Work item: Please copy out the records that follow, word for word.

==== Extracted information ====

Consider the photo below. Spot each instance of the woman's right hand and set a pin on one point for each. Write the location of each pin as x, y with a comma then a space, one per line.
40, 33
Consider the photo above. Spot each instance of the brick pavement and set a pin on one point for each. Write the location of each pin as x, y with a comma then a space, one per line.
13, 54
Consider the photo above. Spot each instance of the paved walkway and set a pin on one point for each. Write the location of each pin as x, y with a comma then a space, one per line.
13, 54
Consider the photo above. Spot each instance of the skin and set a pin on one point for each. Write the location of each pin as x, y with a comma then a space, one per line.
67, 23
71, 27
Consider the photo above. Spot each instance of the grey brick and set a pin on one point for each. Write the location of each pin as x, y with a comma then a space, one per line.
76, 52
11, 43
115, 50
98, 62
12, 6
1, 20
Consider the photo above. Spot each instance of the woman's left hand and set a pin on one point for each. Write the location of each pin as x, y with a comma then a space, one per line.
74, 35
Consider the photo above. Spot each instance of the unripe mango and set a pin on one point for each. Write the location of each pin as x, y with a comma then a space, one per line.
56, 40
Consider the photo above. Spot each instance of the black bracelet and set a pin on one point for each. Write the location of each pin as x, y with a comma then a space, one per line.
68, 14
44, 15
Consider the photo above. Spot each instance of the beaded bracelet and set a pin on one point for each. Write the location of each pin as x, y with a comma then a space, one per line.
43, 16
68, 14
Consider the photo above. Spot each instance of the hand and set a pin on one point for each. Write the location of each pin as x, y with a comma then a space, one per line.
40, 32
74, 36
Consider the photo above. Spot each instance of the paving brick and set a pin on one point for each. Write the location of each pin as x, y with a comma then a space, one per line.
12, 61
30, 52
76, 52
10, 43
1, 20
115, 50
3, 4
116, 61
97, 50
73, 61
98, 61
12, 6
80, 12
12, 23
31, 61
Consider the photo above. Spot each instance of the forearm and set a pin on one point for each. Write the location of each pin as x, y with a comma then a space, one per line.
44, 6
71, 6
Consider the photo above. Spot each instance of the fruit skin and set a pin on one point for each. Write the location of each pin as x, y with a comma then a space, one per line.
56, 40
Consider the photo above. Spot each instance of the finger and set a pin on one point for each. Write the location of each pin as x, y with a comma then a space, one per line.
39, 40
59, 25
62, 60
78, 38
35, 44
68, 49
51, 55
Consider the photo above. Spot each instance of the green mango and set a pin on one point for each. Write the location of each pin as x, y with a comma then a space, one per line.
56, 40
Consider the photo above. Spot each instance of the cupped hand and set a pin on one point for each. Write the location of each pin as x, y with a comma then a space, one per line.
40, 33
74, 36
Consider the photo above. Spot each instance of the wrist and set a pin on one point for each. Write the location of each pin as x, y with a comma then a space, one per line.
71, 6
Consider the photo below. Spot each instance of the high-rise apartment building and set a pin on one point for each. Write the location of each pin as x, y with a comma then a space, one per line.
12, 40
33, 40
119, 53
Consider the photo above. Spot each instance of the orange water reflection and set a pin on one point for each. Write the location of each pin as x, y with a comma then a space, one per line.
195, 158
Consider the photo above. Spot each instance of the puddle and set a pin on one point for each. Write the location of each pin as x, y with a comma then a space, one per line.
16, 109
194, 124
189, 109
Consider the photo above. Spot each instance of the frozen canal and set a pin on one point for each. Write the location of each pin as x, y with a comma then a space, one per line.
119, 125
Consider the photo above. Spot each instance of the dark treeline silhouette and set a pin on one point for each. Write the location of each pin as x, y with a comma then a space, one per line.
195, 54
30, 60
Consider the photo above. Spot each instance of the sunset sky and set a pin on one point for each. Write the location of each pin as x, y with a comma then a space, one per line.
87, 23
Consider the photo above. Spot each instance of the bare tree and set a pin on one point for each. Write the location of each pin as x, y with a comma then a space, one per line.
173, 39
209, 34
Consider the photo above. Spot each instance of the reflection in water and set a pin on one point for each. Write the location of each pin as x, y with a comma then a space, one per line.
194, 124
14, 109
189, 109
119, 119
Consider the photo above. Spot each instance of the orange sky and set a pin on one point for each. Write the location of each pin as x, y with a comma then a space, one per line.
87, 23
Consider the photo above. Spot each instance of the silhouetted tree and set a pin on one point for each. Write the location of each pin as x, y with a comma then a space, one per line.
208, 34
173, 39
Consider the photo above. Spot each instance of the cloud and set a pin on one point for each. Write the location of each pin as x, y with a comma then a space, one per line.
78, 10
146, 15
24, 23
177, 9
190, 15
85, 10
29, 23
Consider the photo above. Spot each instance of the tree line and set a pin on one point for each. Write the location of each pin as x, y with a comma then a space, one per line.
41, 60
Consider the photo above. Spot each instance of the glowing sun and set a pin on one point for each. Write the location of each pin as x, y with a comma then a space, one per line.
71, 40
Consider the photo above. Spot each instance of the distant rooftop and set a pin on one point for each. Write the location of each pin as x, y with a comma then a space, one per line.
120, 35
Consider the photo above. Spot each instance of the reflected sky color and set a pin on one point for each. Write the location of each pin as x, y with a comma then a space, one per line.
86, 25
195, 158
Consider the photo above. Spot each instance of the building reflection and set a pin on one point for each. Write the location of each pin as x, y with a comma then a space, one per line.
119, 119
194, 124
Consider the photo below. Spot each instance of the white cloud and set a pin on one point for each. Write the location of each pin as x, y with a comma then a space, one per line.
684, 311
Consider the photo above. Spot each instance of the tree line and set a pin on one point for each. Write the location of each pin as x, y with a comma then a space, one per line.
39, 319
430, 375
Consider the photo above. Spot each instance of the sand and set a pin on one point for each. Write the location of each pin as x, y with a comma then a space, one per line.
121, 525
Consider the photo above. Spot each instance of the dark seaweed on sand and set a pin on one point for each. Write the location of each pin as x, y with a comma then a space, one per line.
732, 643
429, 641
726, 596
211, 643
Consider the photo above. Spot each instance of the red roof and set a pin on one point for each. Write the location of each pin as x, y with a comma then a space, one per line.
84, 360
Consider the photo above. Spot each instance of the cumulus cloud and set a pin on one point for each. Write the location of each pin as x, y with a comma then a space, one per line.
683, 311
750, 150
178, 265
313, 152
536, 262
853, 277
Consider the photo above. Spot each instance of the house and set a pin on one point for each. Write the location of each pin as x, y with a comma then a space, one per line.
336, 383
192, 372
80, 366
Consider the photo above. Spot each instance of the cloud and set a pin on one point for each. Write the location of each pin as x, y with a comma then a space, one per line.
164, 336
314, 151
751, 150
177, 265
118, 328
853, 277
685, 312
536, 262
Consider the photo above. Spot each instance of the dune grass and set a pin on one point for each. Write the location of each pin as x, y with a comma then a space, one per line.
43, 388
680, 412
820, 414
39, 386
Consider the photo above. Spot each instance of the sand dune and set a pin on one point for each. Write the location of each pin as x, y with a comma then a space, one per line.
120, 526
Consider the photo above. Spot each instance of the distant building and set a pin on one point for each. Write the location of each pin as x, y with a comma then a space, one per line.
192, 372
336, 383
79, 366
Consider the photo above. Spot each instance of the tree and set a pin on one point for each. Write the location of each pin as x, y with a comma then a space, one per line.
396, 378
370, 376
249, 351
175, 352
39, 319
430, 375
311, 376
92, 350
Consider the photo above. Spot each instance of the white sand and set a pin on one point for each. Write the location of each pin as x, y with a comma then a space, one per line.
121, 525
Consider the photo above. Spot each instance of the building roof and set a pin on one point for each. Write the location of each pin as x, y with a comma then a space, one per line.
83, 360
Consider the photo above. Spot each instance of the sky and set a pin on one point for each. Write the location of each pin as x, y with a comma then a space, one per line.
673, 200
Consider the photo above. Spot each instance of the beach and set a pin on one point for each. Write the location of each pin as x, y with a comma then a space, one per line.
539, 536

====

Solution:
Consider the photo below. Spot each instance of the woman's right hand and set a pin on one point for each. Write the location of each pin as x, y with a comma then a space, one per line.
40, 33
Consider the photo above. Spot each instance of the brick pavement and set a pin on one point for each. Write the location of each pin as x, y with a comma then a space, one per line.
13, 54
Consider the photo above. Spot each instance of the paved walkway and set a pin on one point for each. Write the location of each pin as x, y with a comma then a space, one per line.
13, 54
Consider the photo above. Spot each instance of the skin and set a pin on one point for each. Write the location of each pin as x, y with a comma then a space, one per line.
67, 23
71, 27
Consider the photo above. Spot each instance of the grey brick and set a pin on one point for each. Write the location of each pin as x, y with a comma then a space, one per line.
76, 52
11, 43
115, 50
98, 62
12, 6
1, 20
Consider the photo above. Spot each instance of the woman's left hand and set a pin on one point for each. Write the location of each pin as x, y with a comma then a space, one per line.
74, 35
Consider the photo above. Spot each instance of the unripe mango and set a pin on one point for each. Write the location of each pin as x, y with a comma then a space, one per line.
56, 40
Consider the photo above. Spot each instance of the black bracelet and set a pin on one point for each. Write the location of each pin as x, y with a comma then a space, one per line.
68, 14
44, 15
Consider the photo above. Spot each instance of the beaded bracelet and set a pin on one point for each. Write the location of each pin as x, y with a comma then a space, one per line.
43, 16
68, 14
Consider the photo above. Spot each instance of the hand and set a pin on one point for each. Write the location of each pin as x, y with a comma then a space, one per line.
40, 32
74, 36
Consider the photo above. Spot each instance of the paving brick and set a pin on one point for each. Write the location of each pin as x, y with a comma then a space, one per line.
12, 61
30, 52
76, 52
10, 43
1, 20
115, 50
3, 4
116, 61
97, 50
73, 61
98, 61
12, 6
80, 12
12, 23
31, 61
Consider the photo above. Spot each instance of the forearm and set a pin on one point for each. Write the location of each pin as x, y with a comma then a space, one per line.
44, 6
71, 6
Consider the photo above. Spot each instance of the fruit skin and set a pin on one point for each. Write the location of each pin as x, y with a comma then a space, one per line.
56, 40
Consider the photo above. Spot each instance of the finger and set a pin on one point for each. Write the location of each pin as x, y with a comma then a space, one per line.
39, 40
59, 25
62, 60
78, 38
35, 44
68, 49
51, 55
Consider the photo above. Spot each instance of the green mango and set a pin on one point for each. Write the location of each pin as x, y with a comma then a space, one per line.
56, 40
Consider the photo above. Spot each instance of the cupped hand and set a pin on one point for each. Write the location of each pin as x, y with a comma then a space, one per line.
40, 33
74, 36
Consider the photo above. Spot each instance of the wrist and set a pin on one point for each. Write the location of each pin as x, y with a comma then a space, one per line.
71, 6
Consider the photo below. Spot each instance of the high-rise apartment building and set a pin on one point for each. Write the location of each pin as x, y with a comma then a space, one per line.
12, 40
33, 40
119, 53
Consider the photo above. Spot each instance of the orange water reflection and set a pin on one point for each. Write the location of each pin as x, y with a comma then a space, one per line.
195, 158
Consider the photo above. Spot each instance of the puddle and set a pin on one point for each. Write the location of each pin as x, y with a comma then a space, one per line.
16, 109
194, 124
189, 109
Consider the photo above. Spot each instance of the frozen canal and set a pin on one point for each. Write the location of each pin as x, y with a comma then a space, one per line.
119, 125
Consider the photo above. Spot each instance of the dark treeline silhouette and set a pin on one point for each. Write the location of each pin as x, y with a comma then a space, one per line.
195, 54
30, 60
Consider the photo above. Spot each instance of the sunset sky and set a pin on one point for each. Write the location of each pin as x, y with a comma then a space, one per line.
87, 23
Consider the photo above. Spot each instance of the bare tree and set a pin on one point for each. Write the location of each pin as x, y with a comma then a space, one per line.
173, 39
209, 34
Consider the photo above. Spot each instance of the reflection in water and set a pin on one point for each. Write the location of each pin as x, y with a comma then a space, one per line.
194, 124
14, 109
189, 109
119, 119
Consider the photo above. Spot each instance of the orange sky and set a pin on one point for each. Write the location of each pin as x, y with a comma then a space, one per line.
87, 23
Consider the photo above. Spot each instance of the silhouetted tree and set a pin on one point for each. Write the location of each pin as x, y with a comma then a space, one per line.
208, 34
173, 39
Consider the photo above. Spot each instance of the cloud and set a pin on one point for each. Write the location of each pin as x, y with a comma then a space, one per line.
78, 10
146, 15
24, 23
177, 9
190, 15
85, 10
29, 23
Consider the photo above. Spot each instance of the tree line and set a pin on one point for each. Write the location of each pin as x, y with a comma then a space, one per line.
41, 60
Consider the photo above. Spot each instance of the glowing sun and set a pin on one point for each. Write the location of each pin as x, y with a comma then a space, one per line.
71, 40
Consider the photo above. Spot each instance of the distant rooftop and set a pin on one point for each. Write the location of each pin as x, y with a comma then a space, one per line.
120, 35
Consider the photo above. Spot each instance of the reflected sky color and set a pin on one point for each. Write the location of each pin as x, y with a comma then a space, one per line.
86, 25
195, 158
Consider the photo above. Spot each instance of the building reflection and set a pin on one point for each. Write the location of each pin as x, y with a comma then a space, one per line.
119, 119
194, 124
Consider the photo below. Spot each instance of the white cloud and set a pin on one point for each. Write the location of each pin as x, y with a comma then a space, one per line.
684, 311
Consider the photo above. Spot each instance of the tree line and set a pin on one point for each. Write the location of each pin as x, y with a comma then a space, one per line.
39, 319
430, 375
Consider the photo above. Spot each instance of the sand and set a pin on one point for each. Write the location of each pin as x, y with a comma then a space, one per line.
121, 525
Consider the photo above. Spot each instance of the dark seaweed on sand and set a pin on one point for each. Write the location of each pin as x, y with a comma then a space, one per line.
732, 643
429, 641
726, 596
211, 643
Consider the photo above. Spot each instance of the red roof and set a pin on one point for each. Write the location of each pin as x, y with a comma then a space, one per line.
84, 360
Consider the photo above. Spot each instance of the cumulus cloud and set a pin on one point for each. Write the location of each pin as x, y with a comma then a space, one per line.
683, 311
750, 150
178, 265
313, 152
536, 262
853, 277
Consider the photo above. Spot each instance of the house and set a pin on one point for each. Write the location of each pin as x, y with a comma then a space, one per line.
336, 383
192, 372
80, 366
Consider the photo above. Spot each instance of the cloud and set a pin on one point for each. Write the location of each pin as x, y with a comma then a space, one per line.
164, 336
314, 151
751, 150
177, 265
118, 328
853, 277
685, 312
536, 262
Consider the photo above. Spot each instance of the dune grass and set a pin on one point for each. Write the location of each pin as x, y with a comma then a space, one per line.
43, 388
680, 412
820, 414
39, 386
Consider the photo above. Spot each instance of the sand dune and set a pin on one point for each. Write the location of each pin as x, y with a comma then a space, one per line.
120, 526
Consider the photo above. Spot each instance of the distant building and set a pin on one point for each. Write the location of each pin as x, y with a comma then a space, one per line.
192, 372
336, 383
79, 366
Consider the photo above. Spot each instance of the tree and set a pin on one point for each. Write the location of each pin as x, y with a comma then a space, one per line.
396, 378
370, 376
249, 351
175, 352
39, 319
430, 375
311, 376
92, 350
Consider the photo above. Spot each instance of the white sand and set a pin on one point for each. Write the location of each pin as x, y with a comma then a space, one per line.
121, 525
Consider the photo above. Spot each instance of the building roof and set a pin on one point for each. Write the location of each pin as x, y with a comma then a space, one per line.
83, 360
Consider the photo above. Spot each instance of the sky and set a pin on one point for each. Write the location of each pin as x, y with a comma then a space, one per line.
673, 200
Consider the photo above. Spot each instance of the beach and set a pin on one point for each. Write the location of each pin as x, y with a comma then a space, one per line.
539, 536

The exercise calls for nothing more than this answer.